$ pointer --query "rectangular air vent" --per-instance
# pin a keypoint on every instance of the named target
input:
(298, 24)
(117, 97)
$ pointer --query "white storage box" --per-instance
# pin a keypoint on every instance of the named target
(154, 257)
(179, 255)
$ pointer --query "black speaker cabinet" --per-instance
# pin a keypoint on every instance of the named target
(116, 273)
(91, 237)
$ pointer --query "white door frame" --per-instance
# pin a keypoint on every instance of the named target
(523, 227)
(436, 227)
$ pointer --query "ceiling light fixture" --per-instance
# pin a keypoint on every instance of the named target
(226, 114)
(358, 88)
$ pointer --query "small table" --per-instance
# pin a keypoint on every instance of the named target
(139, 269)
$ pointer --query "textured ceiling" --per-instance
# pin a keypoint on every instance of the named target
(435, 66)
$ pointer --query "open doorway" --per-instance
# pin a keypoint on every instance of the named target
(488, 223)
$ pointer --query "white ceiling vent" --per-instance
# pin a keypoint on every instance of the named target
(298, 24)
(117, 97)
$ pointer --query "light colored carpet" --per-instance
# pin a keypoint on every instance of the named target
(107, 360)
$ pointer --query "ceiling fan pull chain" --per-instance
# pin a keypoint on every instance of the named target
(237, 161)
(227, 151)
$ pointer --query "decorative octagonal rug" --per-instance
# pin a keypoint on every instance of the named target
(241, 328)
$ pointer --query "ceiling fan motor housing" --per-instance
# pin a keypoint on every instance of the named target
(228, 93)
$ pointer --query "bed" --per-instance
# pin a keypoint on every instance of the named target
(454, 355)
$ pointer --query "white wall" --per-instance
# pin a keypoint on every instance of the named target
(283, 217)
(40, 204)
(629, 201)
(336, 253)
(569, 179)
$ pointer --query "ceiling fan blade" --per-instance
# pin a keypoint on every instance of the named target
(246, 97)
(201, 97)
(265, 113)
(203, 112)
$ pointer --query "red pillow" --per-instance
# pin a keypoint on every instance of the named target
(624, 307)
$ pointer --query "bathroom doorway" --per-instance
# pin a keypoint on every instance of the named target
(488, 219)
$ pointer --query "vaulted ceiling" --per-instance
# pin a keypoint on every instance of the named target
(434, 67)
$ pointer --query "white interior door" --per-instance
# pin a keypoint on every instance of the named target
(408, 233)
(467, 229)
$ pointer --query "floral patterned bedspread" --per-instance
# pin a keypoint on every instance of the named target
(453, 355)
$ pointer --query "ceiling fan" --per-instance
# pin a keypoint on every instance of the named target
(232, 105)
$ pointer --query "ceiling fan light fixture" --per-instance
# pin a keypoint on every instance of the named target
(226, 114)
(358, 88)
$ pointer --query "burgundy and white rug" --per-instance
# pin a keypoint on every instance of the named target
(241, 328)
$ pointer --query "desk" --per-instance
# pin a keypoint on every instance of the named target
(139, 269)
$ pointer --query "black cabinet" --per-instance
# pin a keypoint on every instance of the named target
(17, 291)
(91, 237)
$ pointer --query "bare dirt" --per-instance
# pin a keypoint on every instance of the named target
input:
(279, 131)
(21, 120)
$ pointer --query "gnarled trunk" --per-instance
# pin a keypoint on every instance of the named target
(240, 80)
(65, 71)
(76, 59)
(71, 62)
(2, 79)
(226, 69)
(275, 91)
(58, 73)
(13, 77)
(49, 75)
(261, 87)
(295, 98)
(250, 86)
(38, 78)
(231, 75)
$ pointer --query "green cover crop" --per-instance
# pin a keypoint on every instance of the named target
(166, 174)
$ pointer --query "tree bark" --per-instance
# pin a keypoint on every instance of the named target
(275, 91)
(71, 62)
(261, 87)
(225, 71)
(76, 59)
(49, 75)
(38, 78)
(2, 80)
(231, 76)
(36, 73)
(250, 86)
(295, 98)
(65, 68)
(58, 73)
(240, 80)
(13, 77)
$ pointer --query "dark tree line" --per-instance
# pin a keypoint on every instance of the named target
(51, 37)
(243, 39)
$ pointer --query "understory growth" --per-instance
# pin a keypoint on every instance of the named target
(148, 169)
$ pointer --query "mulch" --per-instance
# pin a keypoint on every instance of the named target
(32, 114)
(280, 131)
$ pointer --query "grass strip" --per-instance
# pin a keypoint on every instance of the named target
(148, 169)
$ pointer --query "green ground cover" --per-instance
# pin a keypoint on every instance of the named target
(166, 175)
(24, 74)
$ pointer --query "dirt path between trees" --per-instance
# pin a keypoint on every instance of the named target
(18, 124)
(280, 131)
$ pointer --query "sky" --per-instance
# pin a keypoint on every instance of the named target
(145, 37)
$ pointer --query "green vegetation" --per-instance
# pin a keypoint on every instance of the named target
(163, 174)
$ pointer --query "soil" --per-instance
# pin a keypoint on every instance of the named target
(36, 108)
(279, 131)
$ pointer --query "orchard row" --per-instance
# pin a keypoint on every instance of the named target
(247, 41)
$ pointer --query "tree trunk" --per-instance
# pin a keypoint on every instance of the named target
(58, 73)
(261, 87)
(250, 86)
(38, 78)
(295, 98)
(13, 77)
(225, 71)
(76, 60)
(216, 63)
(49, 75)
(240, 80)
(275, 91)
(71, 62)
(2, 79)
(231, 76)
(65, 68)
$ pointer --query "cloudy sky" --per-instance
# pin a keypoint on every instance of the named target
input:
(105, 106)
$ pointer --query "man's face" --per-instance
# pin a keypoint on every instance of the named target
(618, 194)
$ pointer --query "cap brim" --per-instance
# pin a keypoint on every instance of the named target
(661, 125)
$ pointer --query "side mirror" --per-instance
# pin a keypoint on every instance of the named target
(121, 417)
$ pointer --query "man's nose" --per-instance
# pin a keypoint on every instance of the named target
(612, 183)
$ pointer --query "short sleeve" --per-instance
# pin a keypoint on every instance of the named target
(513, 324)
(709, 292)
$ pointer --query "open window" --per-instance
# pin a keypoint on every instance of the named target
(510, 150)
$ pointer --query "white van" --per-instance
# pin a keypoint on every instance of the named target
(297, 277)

=-=-=

EXERCISE: Repeat each entry word for word.

SOLUTION TO THE EXERCISE:
$ pointer --query "rectangular air vent" --per-instance
# pin a keypoint on every instance of the named target
input:
(298, 24)
(117, 97)
$ pointer --query "white storage box" --per-instance
# pin a keypoint on every instance of the named target
(154, 257)
(179, 255)
$ pointer --query "black speaker cabinet" --per-instance
# pin a keypoint on every instance of the named target
(116, 273)
(91, 237)
$ pointer --query "white door frame" --per-instance
# pin a keypoint on every instance of the named target
(523, 227)
(436, 227)
$ pointer --query "ceiling light fixture" --per-instance
# pin a keypoint on every instance of the named target
(226, 114)
(358, 88)
$ pointer --query "small table" --per-instance
# pin a keypoint on every instance of the named target
(139, 269)
$ pointer --query "textured ceiling" --per-instance
# pin a keypoint on every instance of the named target
(435, 66)
$ pointer --query "open doorway" --per-instance
# pin a keypoint on every instance of the named target
(488, 223)
$ pointer --query "white ceiling vent" --per-instance
# pin a keypoint on every instance of the named target
(298, 24)
(117, 97)
$ pointer --query "light colored carpet" --per-instance
# pin a keypoint on every instance of the named target
(107, 360)
$ pointer --query "ceiling fan pull chain" --per-instance
# pin a keypoint on every instance of the named target
(237, 161)
(227, 151)
$ pointer --query "decorative octagonal rug" --per-instance
# pin a keypoint on every instance of the named target
(241, 328)
$ pointer --query "ceiling fan motor housing" --per-instance
# pin a keypoint on every instance of the named target
(228, 93)
$ pointer --query "bed" --per-instance
# pin a keypoint on every instance of the named target
(454, 355)
$ pointer --query "white wall" --per-instance
# pin a keypoint on every instance of the named target
(283, 217)
(40, 204)
(629, 201)
(336, 253)
(569, 179)
$ pointer --query "ceiling fan blade" --per-instance
# pin a keypoint on every instance of the named target
(246, 97)
(201, 97)
(265, 113)
(203, 112)
$ pointer --query "red pillow" --per-instance
# pin a keypoint on every instance of the named target
(624, 307)
$ pointer --query "bathroom doorway" --per-instance
# pin a keypoint on every instance of the named target
(488, 219)
$ pointer --query "vaulted ceiling" --per-instance
# pin a keypoint on every instance of the named target
(434, 67)
$ pointer --query "white interior door" --per-instance
# pin a keypoint on every instance of the named target
(408, 233)
(467, 229)
$ pointer --query "floral patterned bedspread" --per-instance
# pin a keypoint on every instance of the named target
(453, 355)
$ pointer --query "ceiling fan" --per-instance
# pin a keypoint on every instance of the named target
(232, 105)
$ pointer --query "ceiling fan light fixture" --per-instance
# pin a keypoint on every instance of the named target
(226, 114)
(358, 88)
$ pointer --query "burgundy and white rug" --per-instance
# pin a keypoint on every instance of the named target
(241, 328)
$ pointer --query "desk" --per-instance
# pin a keypoint on every instance of the named target
(139, 269)
$ pointer --query "black cabinet" --per-instance
# pin a keypoint on every instance of the named target
(17, 291)
(91, 237)
$ pointer --query "bare dirt" --per-instance
# pin a keypoint on every instance of the named target
input:
(279, 131)
(21, 120)
$ pointer --query "gnarled trunk" --per-instance
# pin a keypoint on every instance of the named target
(240, 80)
(65, 71)
(76, 59)
(71, 62)
(2, 79)
(226, 69)
(275, 91)
(58, 73)
(13, 77)
(49, 75)
(261, 87)
(295, 98)
(250, 86)
(38, 78)
(231, 75)
$ pointer --query "green cover crop" --per-instance
# pin a keypoint on every instance of the named target
(166, 174)
$ pointer --query "tree bark" --per-instance
# pin a keypoint on every instance of the named target
(275, 91)
(71, 62)
(261, 87)
(225, 71)
(76, 59)
(49, 75)
(38, 78)
(2, 80)
(231, 76)
(36, 73)
(250, 86)
(295, 98)
(65, 68)
(58, 73)
(240, 80)
(13, 77)
$ pointer --query "dark tree line" --per-instance
# pin a keypoint on every instance of the named target
(51, 37)
(243, 39)
$ pointer --query "understory growth" --per-instance
# pin a keypoint on every instance of the named target
(148, 169)
$ pointer --query "mulch" --per-instance
# pin a keypoint on every instance of the named target
(32, 114)
(280, 131)
$ pointer --query "grass strip" --per-instance
# pin a keypoint on every instance of the named target
(148, 169)
$ pointer --query "green ground cover" --per-instance
# pin a keypoint on every instance of the named target
(166, 175)
(24, 74)
$ pointer --query "dirt path between trees" --per-instance
# pin a keypoint on every instance of the named target
(18, 124)
(280, 131)
$ pointer --query "sky" --per-instance
# pin a keypoint on every instance of the named target
(145, 37)
$ pointer --query "green vegetation" --per-instance
# pin a keypoint on every instance of the named target
(163, 174)
$ pointer --query "soil" --per-instance
# pin a keypoint on every instance of the named target
(36, 108)
(279, 131)
$ pointer --query "orchard row" --per-instance
# pin a keypoint on every instance of the named target
(247, 41)
$ pointer --query "tree trunk" --per-instance
# pin a keypoint on every instance of the named target
(58, 73)
(261, 87)
(250, 86)
(38, 78)
(295, 98)
(13, 77)
(225, 71)
(76, 60)
(216, 63)
(49, 75)
(240, 80)
(275, 91)
(71, 62)
(2, 79)
(231, 76)
(65, 68)
$ pointer --query "cloudy sky" --per-instance
# pin a keypoint on every instance of the named target
input:
(105, 106)
$ pointer --query "man's face" --per-instance
# pin a keypoint on every instance of the named target
(618, 194)
$ pointer --query "cap brim" --per-instance
# pin a keypoint on every instance of the named target
(661, 125)
$ pointer --query "side mirror" --per-instance
# pin a keypoint on every instance of the named target
(121, 417)
$ pointer --query "man's nose" --per-instance
# pin a keypoint on every instance of the named target
(612, 183)
$ pointer --query "short sleeve" --per-instance
# pin a keypoint on every instance of the named target
(513, 324)
(709, 292)
$ pointer --query "open window" --per-instance
# pin a keypoint on every instance of the named target
(510, 150)
$ pointer --query "white van" --per-instance
# pin a keypoint on every instance of the named target
(297, 277)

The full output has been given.